(Image location labeling entries)
──────────────────────────────
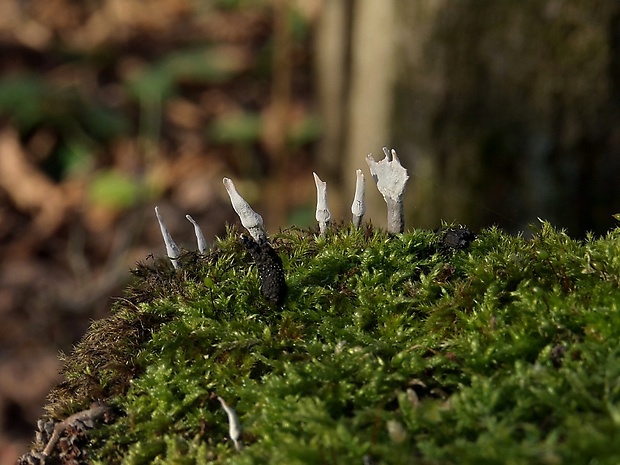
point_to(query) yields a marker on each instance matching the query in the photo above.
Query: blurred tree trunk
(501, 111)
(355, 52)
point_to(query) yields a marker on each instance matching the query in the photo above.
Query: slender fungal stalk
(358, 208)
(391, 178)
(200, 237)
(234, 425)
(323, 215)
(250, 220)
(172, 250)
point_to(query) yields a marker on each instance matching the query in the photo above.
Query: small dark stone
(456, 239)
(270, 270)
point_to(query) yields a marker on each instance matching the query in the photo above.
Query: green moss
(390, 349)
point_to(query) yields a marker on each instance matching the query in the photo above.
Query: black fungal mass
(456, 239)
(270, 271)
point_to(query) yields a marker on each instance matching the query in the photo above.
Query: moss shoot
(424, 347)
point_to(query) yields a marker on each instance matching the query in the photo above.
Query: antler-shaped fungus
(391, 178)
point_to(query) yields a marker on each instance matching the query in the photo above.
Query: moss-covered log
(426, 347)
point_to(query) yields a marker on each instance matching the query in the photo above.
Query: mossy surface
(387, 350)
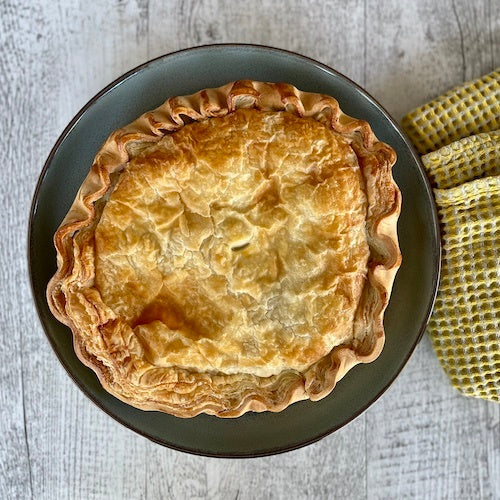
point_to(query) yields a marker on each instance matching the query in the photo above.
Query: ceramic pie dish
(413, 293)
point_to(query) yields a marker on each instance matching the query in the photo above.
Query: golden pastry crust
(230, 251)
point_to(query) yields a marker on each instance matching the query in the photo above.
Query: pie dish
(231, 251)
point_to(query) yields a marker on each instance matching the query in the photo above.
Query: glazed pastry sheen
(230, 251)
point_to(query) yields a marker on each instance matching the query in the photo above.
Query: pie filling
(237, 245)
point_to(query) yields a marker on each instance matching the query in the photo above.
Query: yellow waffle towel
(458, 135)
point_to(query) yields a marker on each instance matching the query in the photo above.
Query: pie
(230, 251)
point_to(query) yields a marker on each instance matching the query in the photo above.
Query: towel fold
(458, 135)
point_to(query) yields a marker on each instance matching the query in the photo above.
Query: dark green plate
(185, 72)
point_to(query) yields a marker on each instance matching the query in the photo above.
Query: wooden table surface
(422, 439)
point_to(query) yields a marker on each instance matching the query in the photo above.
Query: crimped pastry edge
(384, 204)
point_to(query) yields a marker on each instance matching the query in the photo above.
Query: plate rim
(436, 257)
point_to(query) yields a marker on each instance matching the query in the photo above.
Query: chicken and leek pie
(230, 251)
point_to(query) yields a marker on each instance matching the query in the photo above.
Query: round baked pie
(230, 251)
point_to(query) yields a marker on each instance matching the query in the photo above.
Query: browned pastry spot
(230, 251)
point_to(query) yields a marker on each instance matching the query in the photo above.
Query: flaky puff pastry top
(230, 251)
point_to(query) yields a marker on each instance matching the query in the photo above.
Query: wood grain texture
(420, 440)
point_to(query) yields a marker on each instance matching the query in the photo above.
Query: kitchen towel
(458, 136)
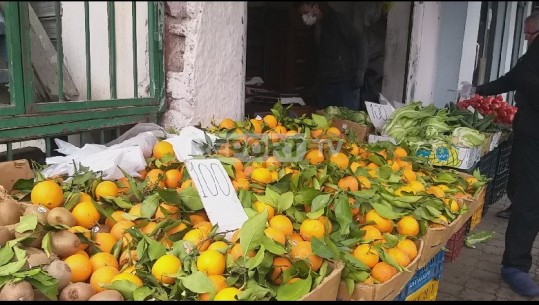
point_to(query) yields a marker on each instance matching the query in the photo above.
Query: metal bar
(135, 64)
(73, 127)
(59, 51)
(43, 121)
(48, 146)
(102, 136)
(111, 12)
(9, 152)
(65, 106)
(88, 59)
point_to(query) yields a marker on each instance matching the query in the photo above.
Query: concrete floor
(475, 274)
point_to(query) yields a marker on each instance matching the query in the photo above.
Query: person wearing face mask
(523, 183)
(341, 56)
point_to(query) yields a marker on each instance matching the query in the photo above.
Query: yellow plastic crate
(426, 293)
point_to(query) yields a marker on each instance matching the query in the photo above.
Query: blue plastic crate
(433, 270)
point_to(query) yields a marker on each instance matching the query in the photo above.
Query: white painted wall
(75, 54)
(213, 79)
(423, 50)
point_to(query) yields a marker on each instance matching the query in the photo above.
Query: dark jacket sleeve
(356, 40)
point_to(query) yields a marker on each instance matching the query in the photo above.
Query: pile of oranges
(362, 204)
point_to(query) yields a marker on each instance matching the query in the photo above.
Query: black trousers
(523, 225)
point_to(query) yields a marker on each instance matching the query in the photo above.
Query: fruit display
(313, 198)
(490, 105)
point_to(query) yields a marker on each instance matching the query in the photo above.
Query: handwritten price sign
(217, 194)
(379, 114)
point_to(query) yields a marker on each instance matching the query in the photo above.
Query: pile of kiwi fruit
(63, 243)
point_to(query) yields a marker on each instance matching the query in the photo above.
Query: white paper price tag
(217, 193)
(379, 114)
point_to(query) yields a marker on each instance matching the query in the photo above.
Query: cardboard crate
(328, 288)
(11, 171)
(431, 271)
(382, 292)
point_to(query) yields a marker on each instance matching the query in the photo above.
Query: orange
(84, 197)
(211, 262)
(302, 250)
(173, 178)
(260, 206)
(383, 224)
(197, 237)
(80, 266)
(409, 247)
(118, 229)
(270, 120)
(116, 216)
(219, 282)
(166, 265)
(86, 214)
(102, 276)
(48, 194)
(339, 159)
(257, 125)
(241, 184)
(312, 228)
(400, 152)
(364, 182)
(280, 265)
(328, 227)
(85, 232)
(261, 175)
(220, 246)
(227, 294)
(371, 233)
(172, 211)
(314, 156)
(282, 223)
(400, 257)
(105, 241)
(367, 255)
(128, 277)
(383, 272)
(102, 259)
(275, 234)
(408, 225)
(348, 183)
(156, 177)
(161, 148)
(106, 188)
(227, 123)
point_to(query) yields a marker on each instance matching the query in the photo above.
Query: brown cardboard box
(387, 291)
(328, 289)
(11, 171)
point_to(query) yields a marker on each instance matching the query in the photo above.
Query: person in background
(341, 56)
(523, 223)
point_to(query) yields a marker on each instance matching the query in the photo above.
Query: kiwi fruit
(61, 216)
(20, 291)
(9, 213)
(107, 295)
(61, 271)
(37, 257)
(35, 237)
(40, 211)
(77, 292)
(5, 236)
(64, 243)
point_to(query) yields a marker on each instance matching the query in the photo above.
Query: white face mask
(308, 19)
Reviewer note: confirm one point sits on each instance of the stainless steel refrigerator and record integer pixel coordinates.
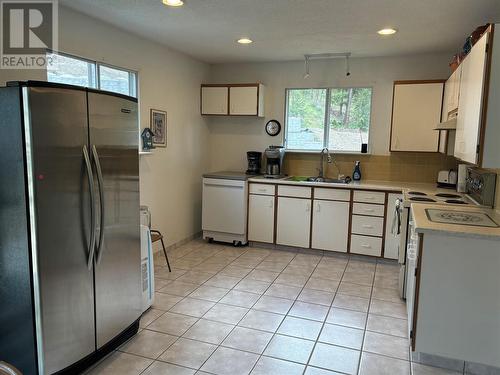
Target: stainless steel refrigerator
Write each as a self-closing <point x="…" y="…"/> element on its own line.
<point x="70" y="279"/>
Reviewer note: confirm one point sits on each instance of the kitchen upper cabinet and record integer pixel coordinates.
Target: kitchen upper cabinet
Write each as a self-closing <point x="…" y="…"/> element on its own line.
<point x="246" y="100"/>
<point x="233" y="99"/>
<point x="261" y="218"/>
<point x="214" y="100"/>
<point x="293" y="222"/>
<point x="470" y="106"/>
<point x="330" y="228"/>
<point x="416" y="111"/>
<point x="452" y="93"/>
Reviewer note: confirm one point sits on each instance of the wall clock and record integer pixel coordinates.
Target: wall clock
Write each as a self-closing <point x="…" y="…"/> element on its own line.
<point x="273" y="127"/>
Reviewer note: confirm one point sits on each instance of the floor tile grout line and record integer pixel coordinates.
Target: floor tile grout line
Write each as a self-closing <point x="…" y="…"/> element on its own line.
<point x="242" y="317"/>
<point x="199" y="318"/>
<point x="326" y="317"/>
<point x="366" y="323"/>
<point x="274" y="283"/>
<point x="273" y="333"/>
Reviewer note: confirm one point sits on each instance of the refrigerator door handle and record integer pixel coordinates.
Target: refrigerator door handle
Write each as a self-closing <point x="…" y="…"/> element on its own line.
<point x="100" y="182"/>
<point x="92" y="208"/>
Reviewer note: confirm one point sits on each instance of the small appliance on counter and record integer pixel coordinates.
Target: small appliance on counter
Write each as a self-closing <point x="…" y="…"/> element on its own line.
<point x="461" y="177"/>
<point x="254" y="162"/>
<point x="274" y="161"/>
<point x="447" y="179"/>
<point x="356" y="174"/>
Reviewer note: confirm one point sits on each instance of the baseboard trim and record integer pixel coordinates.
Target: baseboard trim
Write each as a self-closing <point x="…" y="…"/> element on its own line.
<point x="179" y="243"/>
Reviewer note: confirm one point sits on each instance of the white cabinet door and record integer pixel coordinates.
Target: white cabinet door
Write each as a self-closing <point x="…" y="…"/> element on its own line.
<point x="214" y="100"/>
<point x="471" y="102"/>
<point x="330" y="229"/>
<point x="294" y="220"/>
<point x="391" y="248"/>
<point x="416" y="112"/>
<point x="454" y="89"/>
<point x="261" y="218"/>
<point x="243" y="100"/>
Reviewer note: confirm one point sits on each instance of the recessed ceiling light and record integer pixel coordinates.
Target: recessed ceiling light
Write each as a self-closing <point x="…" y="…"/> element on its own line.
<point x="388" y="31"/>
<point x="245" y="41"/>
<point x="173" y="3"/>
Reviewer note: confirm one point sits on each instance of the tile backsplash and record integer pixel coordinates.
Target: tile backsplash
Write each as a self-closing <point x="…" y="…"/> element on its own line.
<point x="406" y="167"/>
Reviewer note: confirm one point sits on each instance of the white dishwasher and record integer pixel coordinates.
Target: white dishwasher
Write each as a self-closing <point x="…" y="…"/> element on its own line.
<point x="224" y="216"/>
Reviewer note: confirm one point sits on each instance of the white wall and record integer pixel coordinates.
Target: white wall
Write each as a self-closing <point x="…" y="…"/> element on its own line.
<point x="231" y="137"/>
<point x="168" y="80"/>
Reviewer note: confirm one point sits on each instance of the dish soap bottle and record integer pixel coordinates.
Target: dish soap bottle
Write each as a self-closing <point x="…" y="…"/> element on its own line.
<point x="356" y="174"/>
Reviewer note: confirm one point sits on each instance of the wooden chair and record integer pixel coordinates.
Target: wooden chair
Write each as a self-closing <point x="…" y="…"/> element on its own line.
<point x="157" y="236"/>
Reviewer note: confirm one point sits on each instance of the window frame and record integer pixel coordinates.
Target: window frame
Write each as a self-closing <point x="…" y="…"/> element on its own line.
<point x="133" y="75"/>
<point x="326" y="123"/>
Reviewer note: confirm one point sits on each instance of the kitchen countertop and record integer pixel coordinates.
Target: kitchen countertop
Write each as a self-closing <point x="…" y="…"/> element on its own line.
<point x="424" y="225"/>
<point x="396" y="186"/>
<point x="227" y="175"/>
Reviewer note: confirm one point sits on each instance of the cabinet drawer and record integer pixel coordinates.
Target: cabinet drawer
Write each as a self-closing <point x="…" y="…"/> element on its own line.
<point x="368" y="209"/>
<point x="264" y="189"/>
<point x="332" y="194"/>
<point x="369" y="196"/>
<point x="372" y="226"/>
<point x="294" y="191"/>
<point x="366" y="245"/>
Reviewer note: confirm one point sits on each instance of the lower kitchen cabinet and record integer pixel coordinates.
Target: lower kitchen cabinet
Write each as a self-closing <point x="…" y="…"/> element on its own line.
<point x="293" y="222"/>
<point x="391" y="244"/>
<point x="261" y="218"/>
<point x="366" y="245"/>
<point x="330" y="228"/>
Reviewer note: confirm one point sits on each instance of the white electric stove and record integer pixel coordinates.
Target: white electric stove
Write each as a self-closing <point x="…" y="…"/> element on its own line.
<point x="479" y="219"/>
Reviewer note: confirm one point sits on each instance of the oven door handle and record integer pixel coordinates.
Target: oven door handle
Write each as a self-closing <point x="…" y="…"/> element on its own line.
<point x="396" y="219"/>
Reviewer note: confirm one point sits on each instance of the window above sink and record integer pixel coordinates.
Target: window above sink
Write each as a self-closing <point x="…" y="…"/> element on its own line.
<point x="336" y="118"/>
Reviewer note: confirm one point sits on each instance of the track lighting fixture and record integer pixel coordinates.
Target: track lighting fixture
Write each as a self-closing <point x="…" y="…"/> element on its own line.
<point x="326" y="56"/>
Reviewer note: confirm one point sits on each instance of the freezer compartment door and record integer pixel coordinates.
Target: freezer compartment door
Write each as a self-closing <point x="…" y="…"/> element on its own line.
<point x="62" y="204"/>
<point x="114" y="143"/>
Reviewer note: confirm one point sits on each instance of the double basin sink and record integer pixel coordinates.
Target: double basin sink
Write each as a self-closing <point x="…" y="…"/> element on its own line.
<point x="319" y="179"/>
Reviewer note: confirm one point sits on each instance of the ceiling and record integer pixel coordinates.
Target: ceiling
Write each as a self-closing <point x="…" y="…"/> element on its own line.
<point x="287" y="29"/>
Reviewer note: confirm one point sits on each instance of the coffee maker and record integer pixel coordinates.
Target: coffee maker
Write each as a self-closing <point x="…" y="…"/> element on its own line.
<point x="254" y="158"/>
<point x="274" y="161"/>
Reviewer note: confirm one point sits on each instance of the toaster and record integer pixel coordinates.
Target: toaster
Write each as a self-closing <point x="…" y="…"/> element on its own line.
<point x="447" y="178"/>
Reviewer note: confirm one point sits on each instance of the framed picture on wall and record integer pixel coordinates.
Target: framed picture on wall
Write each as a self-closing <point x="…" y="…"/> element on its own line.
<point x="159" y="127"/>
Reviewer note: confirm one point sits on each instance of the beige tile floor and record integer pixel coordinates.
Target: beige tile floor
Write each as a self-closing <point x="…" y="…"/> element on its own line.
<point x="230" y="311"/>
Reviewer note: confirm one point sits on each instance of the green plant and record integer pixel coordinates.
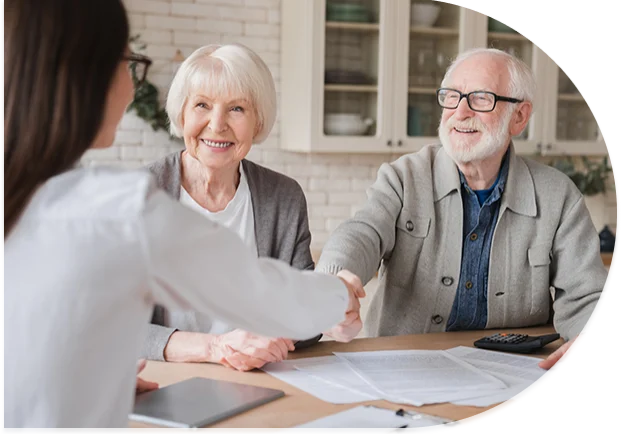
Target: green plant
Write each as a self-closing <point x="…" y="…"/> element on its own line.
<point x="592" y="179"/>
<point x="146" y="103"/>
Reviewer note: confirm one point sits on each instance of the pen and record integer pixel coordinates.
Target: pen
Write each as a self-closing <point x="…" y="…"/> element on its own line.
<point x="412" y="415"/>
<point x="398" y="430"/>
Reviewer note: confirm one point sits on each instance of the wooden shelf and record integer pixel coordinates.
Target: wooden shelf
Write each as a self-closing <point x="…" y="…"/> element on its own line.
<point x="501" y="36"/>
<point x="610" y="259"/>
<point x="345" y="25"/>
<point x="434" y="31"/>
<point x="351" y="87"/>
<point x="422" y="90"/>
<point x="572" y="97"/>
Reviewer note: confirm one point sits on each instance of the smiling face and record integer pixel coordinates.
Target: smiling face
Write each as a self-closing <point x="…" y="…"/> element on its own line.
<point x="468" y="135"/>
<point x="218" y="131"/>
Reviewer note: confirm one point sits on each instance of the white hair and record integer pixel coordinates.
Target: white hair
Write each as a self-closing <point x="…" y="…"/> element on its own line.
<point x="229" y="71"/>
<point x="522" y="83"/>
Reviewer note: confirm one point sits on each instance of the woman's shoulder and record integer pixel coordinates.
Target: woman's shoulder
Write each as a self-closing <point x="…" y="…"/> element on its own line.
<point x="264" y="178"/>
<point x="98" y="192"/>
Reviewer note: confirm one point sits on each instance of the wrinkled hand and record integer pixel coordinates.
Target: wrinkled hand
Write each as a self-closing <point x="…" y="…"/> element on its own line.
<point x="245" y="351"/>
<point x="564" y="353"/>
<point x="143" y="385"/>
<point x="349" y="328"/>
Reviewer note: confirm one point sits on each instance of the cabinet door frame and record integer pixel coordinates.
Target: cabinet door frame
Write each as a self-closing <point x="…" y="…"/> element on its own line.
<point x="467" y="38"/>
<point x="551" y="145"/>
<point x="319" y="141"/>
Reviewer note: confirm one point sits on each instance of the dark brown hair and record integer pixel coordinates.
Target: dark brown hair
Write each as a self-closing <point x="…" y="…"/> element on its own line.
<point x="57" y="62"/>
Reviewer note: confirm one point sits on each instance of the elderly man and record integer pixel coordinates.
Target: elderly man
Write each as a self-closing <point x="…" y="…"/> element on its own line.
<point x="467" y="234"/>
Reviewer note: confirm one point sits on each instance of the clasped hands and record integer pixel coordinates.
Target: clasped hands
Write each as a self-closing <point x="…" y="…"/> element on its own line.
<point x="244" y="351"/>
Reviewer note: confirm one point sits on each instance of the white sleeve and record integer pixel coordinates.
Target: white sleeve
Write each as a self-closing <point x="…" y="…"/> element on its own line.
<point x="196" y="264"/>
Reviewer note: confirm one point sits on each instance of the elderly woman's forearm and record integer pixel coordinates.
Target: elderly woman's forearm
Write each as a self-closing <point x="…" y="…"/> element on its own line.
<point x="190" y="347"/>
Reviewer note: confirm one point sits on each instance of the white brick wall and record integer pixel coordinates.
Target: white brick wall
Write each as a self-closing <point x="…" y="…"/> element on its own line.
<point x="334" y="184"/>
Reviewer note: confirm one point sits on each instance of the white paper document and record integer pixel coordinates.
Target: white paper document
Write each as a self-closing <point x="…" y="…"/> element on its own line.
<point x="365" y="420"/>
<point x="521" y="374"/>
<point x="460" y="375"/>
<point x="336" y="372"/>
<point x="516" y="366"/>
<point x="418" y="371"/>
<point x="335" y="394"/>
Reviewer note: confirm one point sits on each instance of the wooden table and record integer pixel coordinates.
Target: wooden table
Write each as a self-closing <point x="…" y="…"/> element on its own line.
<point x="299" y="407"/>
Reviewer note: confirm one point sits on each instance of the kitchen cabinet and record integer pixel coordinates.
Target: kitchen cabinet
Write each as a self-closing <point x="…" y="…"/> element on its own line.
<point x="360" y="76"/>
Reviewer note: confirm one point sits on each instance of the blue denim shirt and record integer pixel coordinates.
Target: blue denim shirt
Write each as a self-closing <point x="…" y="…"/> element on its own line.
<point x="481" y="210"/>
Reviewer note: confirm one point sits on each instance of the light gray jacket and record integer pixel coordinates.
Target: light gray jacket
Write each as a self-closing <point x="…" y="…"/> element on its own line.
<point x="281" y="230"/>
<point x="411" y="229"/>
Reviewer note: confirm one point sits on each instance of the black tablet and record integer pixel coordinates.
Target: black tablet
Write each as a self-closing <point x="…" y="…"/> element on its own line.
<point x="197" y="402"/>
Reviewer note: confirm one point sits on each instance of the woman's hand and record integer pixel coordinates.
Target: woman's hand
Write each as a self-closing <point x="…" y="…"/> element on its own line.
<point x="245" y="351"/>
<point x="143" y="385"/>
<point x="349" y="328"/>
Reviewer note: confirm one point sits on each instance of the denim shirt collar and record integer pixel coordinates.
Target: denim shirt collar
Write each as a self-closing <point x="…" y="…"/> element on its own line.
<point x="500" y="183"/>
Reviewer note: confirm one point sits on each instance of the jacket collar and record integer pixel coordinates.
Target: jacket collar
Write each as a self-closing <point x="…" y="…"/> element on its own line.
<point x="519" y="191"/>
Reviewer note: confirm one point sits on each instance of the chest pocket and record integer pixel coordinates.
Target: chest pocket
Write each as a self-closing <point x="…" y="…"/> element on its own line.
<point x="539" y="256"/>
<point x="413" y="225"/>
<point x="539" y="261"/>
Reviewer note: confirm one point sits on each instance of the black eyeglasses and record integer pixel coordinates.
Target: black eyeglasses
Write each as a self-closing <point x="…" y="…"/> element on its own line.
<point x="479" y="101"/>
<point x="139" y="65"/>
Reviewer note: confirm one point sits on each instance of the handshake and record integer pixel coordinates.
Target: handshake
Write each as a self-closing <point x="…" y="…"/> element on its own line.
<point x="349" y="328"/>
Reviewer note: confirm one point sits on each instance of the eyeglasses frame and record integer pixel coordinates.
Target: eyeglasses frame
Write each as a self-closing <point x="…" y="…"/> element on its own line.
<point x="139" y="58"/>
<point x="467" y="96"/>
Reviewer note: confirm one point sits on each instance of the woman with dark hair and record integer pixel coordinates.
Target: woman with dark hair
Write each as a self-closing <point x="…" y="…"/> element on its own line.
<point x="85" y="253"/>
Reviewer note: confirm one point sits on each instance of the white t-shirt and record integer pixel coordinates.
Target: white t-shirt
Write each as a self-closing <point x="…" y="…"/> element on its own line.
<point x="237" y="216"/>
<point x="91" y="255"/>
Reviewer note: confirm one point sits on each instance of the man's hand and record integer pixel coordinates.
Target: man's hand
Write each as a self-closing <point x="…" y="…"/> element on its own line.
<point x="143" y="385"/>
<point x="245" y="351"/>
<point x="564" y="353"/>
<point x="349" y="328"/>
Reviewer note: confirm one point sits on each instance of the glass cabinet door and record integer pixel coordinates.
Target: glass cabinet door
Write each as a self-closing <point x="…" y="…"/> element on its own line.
──────────────────────────────
Starting at the line that contains "t-shirt and record integer pixel coordinates.", output each remaining line of the listing, the last line included, exactly as it appears.

» **Task answer**:
Reviewer note: confirm one point sits on each instance of the white t-shirt and record integer pixel coordinates.
Target: white t-shirt
Write each as a self-closing <point x="…" y="…"/> element on its own line.
<point x="237" y="216"/>
<point x="91" y="255"/>
Reviewer note: confirm one point sits on each instance of the man's hand and record integer pixel coordinates.
Target: man's hand
Write each as a self-closing <point x="…" y="…"/> element on its own line.
<point x="143" y="385"/>
<point x="245" y="351"/>
<point x="564" y="353"/>
<point x="349" y="328"/>
Reviewer note: confirm one point sits on each instance of the glass cabinet door and record integer pixel coordinates.
Target: glass cabinet door
Write each as a self-closing <point x="…" y="…"/> element on its own line.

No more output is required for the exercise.